→ **Task goal**:
Which lines in the rows below contain the string "mask", matching case exactly? Copy each of those lines.

[BEGIN Raw data]

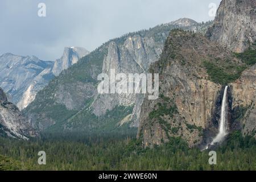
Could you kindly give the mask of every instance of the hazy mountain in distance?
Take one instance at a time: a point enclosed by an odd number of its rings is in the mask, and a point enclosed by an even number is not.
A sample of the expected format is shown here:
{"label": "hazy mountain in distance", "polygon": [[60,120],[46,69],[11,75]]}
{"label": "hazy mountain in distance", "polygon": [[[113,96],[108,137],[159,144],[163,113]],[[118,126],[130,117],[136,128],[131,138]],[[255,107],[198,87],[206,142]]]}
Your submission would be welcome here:
{"label": "hazy mountain in distance", "polygon": [[[53,77],[53,65],[52,61],[40,60],[34,56],[5,53],[0,56],[0,86],[22,109],[33,100],[32,90],[39,90]],[[39,82],[39,87],[36,85]]]}
{"label": "hazy mountain in distance", "polygon": [[0,136],[28,139],[37,133],[0,88]]}
{"label": "hazy mountain in distance", "polygon": [[88,52],[81,47],[66,47],[61,58],[55,62],[40,60],[34,56],[3,54],[0,56],[0,86],[11,101],[23,110],[55,76]]}
{"label": "hazy mountain in distance", "polygon": [[65,47],[61,57],[54,63],[52,73],[58,76],[64,69],[77,63],[79,60],[87,55],[89,52],[82,47]]}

[END Raw data]

→ **Task solution**:
Could you kindly give the mask of every instance of the hazy mountain in distance?
Take one instance at a time: a point enclosed by an odd number of its rings is in the mask, and a point enclosed by an even number is not.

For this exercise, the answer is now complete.